→ **Extract provided**:

The amount of money a company uses to pay workers' salaries is usually the most significant cost. In fact it can make up to 60% of company's costs in manufacturing companies. Salary is also the main reason why people even go to work and a common reason why people change their jobs. Thus it is extremely important to establish an effective compensation policy and to communicate it well with the employees.
A compensation has three components: based compensation (the fixed amount that an employee receives every month), pay incentives (reward for good performance, bonuses, profit sharing,...) and indirect compensation, also called benefits (health insurance, paid vacation,...).
While designing the compensation system, the company has to consider several factors:
- Firstly, the company has to reach internal (fairness among the company) and external (fairness among other employers) equity. In order for the pay to be perceived as fair by employees, the wage should follow the labor market model (where the demand for workers meets the supply of these workers) and the set of outcomes an employee receives should match the inputs the employee gives to the company. Naturally, the company also considers the domestic and global factors and that's why salaries vary so much among countries. Most employees are paid so called going rate which is based on the previously mentioned factors. A worker in India will get much lower salary than a worker that does the same job in Finland, because the cost of living in both countries differs.
- Secondly, the company has to decide what portion of the pay will be fixed and and what portion will be variable. Naturally, a fixed pay means a lower risk for the employees, but especially in small firms or start ups, the employees may be promised a lower pay now, but higher portion of variable pay in the future as the company grows.
- Employees can be either paid based on their performance (How many units produced, sales commissions) or based on the type ob job they do, which is called membership-contingent compensation. In this system, all employees, a similar wage is paid to every employee in a certain type of job. Nowadays, companies tend to shift from this system because it doesn't encourage higher performance and creativity among workers.
- Similarly, other two criteria are whether to pay based on employees' jobs they do, This system is suitable for firms, where the skills needed don't change often and the technology is stable. On the other hand, for innovative companies, where there is a large set of skills needed, the workers can be paid based on how many skills they can perform and use.
- As mentioned above, pay is one of the main factors that can attract new employees, that's why companies, who pay above-market are more likely to gain the most talented workers. The usual practice is that within one company, key positions (R&D) are paid above market, while manufacturing workers are paid below-market rate.
- The compensation does not only consist of monetary rewards. Those are more important in companies focused on achievements and sales growth. On the other hand non-monetary rewards are emphasized by companies with stable workforce that focus on customer relationships. Those rewards include flexible working time, paid time-off, recognition of personal achievements, etc.
- A company can decide whether the pay of individual employees will be secret (which may cause low perception of fairness) or open (where employees tend to be less dissatisfied with their compensation)
Next, I will mention, what tools does a company use to design the compensation system. There are two approaches: Job-based approach and skill-based approach.
In the Job-based approach people are paid to perform designed jobs. More important jobs are paid more. To reach internal equity in this system, the company has to conduct a complex job evaluation where the company defines the job specifications, hierarchy and classifies the jobs by grade levels. As the extend of an employee are expanded, the pay also increases. This practice is called job banding.
To reach external equity, companies conduct market surveys among similar industries. The advantages of this system are that it is rational, objective and systematic. That's why it is used by majority of companies. The negatives are that this system ignores the uniqueness of businesses, it is not very flexible and it requires a lot of paperwork and bureaucracy.

→ **Directions**:
1 – Set down the passage from the text on compensation verbatim, beginning at the words "- As mentioned" and stopping after the words "personal achievements, etc.".
2 – Using the text on compensation, answer these questions:
(a) Up to what percentage of costs can salaries make up in manufacturing companies?
(b) What is indirect compensation also called?
(c) What do companies conduct to reach external equity in the job-based approach?

→ **Data section**:
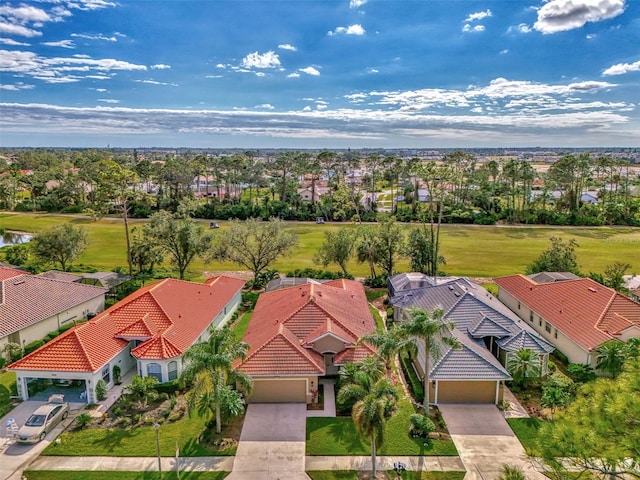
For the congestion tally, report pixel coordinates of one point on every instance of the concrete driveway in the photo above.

...

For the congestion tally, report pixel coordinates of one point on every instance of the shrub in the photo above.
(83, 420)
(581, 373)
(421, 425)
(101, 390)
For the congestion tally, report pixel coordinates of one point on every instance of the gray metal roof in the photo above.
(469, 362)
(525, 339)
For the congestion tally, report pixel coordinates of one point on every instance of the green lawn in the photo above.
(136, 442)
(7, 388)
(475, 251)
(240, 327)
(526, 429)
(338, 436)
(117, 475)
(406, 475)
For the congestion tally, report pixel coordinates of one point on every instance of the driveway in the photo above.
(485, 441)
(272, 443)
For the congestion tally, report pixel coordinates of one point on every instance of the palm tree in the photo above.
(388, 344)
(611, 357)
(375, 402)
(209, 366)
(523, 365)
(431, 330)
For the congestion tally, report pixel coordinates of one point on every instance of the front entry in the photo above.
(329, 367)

==

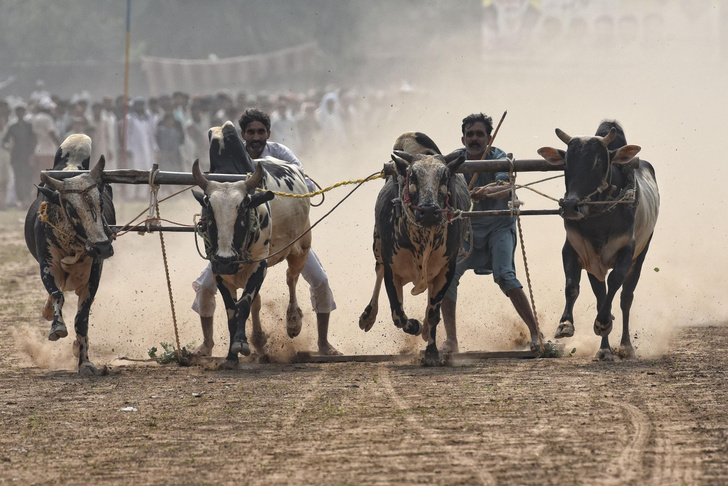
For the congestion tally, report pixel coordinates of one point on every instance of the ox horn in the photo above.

→ **Exercise responses**:
1 –
- As mentioned above, pay is one of the main factors that can attract new employees, that's why companies, who pay above-market are more likely to gain the most talented workers. The usual practice is that within one company, key positions (R&D) are paid above market, while manufacturing workers are paid below-market rate.
- The compensation does not only consist of monetary rewards. Those are more important in companies focused on achievements and sales growth. On the other hand non-monetary rewards are emphasized by companies with stable workforce that focus on customer relationships. Those rewards include flexible working time, paid time-off, recognition of personal achievements, etc.

2 –
(a) Up to 60%.
(b) Benefits.
(c) Market surveys among similar industries.